BEGIN

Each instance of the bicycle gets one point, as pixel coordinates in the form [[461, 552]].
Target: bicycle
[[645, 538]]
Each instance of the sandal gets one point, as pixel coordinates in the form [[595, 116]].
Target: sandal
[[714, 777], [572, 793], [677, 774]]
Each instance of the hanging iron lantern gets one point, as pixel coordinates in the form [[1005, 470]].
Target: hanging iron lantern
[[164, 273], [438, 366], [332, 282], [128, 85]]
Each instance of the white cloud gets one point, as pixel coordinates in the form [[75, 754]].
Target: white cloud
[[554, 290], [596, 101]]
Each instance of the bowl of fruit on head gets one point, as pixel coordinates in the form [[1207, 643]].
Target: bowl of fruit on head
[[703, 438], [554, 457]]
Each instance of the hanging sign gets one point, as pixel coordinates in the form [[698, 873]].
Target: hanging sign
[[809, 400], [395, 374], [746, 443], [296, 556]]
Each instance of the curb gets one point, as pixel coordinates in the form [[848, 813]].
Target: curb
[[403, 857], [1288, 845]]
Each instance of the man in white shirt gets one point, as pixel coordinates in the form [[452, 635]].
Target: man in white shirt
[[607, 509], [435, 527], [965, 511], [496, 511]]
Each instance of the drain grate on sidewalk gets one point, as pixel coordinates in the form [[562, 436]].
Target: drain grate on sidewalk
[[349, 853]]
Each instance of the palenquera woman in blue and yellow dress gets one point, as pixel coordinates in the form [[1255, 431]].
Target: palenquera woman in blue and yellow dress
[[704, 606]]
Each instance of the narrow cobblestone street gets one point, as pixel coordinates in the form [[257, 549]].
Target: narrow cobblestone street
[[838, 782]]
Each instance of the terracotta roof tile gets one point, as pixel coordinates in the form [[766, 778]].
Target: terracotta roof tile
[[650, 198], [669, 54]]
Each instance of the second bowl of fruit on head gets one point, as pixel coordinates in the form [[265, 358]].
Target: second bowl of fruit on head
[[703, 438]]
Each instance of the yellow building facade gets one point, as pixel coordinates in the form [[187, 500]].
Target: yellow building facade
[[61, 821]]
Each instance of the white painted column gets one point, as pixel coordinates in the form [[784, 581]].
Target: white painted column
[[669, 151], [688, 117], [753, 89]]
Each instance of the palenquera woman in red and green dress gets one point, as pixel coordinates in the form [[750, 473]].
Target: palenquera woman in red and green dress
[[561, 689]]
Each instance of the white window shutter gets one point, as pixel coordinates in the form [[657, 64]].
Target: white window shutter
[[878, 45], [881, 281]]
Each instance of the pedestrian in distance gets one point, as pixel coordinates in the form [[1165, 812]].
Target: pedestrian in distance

END

_Task brief_
Rewrite the lines between the one holding "Each instance of the hanging iron" and the one holding "[[554, 290], [596, 101]]", inclusive, with "white cloud" changed to "storm cloud" and nothing else altered. Give only those lines.

_Result for this exercise_
Each instance of the hanging iron lantern gets one point, as pixel coordinates in the form [[1005, 470]].
Target: hanging iron lantern
[[164, 273], [438, 366], [332, 282], [128, 85]]
Each instance of the storm cloud gets one point, as pixel coordinates in the form [[75, 754]].
Target: storm cloud
[[554, 290], [596, 101]]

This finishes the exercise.